■ SUPPLIED RECORDS:

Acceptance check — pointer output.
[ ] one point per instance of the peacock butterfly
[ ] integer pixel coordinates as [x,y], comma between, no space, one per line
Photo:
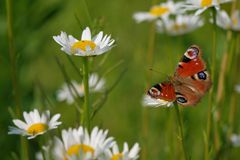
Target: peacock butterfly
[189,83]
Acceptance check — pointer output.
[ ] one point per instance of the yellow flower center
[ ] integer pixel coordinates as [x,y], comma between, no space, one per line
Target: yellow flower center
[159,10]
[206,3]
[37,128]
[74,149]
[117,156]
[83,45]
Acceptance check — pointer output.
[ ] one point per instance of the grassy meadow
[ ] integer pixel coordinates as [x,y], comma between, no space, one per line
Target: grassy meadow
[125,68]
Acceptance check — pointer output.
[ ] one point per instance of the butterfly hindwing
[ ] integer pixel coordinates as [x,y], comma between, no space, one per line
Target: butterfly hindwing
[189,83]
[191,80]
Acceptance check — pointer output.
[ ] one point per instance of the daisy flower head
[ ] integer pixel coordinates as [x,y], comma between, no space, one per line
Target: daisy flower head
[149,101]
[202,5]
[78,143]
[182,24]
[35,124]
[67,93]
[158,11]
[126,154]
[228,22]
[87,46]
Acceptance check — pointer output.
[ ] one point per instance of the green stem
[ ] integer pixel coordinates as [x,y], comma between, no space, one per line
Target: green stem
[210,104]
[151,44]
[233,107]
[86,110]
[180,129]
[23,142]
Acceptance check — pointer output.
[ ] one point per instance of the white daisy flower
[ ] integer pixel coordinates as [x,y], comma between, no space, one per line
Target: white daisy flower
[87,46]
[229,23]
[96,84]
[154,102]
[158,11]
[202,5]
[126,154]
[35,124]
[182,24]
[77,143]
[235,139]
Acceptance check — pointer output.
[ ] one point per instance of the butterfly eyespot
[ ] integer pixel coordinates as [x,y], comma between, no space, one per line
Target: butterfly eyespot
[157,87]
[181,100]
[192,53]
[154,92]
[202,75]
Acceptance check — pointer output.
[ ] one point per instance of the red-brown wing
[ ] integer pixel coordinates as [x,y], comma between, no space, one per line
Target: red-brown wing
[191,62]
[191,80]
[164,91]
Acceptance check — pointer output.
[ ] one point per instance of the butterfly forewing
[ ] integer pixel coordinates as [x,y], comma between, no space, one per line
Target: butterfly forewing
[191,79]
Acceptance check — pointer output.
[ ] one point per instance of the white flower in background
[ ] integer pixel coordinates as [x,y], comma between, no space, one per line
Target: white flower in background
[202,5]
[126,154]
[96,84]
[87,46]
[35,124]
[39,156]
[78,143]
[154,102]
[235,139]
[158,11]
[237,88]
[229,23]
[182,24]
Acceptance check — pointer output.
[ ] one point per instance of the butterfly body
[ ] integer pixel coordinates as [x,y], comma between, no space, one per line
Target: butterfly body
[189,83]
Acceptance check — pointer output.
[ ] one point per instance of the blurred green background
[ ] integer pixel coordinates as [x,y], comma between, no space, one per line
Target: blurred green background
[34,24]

...

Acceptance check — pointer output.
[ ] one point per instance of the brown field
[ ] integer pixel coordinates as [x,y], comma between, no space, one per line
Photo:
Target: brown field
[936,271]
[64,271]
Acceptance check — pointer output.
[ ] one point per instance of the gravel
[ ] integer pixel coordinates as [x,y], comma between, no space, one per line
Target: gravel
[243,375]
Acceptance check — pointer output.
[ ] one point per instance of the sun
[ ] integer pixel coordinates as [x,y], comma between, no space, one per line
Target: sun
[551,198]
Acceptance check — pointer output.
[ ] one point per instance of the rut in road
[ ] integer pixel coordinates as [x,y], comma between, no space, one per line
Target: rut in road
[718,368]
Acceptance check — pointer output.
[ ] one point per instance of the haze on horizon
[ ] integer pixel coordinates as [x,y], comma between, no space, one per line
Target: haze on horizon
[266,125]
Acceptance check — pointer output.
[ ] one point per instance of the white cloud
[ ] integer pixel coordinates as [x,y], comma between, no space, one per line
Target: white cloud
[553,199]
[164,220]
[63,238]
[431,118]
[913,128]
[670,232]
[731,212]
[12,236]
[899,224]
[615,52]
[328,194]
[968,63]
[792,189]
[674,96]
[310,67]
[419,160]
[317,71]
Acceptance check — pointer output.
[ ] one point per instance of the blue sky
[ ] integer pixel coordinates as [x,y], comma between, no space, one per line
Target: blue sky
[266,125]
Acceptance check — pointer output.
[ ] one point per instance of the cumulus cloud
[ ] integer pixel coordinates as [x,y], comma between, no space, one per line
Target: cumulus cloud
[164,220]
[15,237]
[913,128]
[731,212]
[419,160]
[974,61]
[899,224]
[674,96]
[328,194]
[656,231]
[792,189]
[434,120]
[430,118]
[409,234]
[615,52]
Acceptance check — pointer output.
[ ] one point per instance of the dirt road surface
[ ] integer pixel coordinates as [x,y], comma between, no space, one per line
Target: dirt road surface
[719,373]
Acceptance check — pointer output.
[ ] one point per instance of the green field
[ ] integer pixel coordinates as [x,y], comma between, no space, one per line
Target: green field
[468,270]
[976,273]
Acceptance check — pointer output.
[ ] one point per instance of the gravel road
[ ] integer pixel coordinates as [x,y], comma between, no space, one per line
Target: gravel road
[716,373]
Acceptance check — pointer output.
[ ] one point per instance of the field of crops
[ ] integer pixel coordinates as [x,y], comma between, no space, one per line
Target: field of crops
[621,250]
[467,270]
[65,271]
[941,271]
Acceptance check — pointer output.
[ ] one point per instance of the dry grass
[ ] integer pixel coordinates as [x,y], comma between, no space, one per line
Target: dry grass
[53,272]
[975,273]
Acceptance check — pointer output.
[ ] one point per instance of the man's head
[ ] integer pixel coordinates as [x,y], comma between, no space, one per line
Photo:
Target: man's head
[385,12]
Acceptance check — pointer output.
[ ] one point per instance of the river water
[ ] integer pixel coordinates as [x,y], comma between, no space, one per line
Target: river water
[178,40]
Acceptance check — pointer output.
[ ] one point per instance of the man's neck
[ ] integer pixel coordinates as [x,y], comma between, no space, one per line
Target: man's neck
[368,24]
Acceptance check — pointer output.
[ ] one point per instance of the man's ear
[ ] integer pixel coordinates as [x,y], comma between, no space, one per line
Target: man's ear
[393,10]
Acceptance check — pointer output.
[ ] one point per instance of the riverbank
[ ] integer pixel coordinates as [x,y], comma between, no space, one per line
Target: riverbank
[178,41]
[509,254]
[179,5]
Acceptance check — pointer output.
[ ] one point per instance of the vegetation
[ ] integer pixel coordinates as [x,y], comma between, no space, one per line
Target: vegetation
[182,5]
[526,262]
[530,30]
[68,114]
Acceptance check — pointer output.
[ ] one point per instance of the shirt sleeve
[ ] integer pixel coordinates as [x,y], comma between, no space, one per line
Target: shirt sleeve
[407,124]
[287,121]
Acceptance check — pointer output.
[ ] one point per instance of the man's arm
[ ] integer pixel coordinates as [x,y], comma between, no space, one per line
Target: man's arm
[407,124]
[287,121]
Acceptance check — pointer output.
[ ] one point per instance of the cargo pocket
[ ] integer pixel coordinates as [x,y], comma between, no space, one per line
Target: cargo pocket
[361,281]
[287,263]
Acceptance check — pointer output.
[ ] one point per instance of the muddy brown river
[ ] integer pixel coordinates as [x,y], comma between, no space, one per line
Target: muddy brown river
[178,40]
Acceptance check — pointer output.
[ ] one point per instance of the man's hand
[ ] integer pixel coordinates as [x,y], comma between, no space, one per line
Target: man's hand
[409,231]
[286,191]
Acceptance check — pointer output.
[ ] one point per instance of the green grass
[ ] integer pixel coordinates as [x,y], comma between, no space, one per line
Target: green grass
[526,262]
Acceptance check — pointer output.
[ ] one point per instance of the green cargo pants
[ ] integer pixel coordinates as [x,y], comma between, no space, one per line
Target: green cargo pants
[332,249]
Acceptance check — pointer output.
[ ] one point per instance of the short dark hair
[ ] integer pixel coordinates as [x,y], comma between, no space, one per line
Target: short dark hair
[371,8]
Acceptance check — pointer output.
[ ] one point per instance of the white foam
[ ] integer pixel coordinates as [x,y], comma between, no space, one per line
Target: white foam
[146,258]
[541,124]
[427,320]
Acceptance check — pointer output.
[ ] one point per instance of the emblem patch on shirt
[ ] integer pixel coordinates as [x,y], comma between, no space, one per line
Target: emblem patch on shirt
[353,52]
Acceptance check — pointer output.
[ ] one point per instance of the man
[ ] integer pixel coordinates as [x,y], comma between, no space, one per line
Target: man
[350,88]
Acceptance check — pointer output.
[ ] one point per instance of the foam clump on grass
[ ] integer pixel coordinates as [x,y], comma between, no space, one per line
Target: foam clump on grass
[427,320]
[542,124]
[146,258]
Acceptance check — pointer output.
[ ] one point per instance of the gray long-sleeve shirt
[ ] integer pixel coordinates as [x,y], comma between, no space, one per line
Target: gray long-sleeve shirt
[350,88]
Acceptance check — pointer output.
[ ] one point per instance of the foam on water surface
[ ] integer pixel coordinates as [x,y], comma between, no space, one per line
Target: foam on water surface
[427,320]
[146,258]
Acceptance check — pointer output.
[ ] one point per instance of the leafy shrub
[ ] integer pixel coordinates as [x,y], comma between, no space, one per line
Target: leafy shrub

■ EXERCISE TASK: How many lines in the listing above contain the string "dark"? Case counts, so match only that exact capitalization, and reply with the number alone.

■ CORRECT RESULT: 2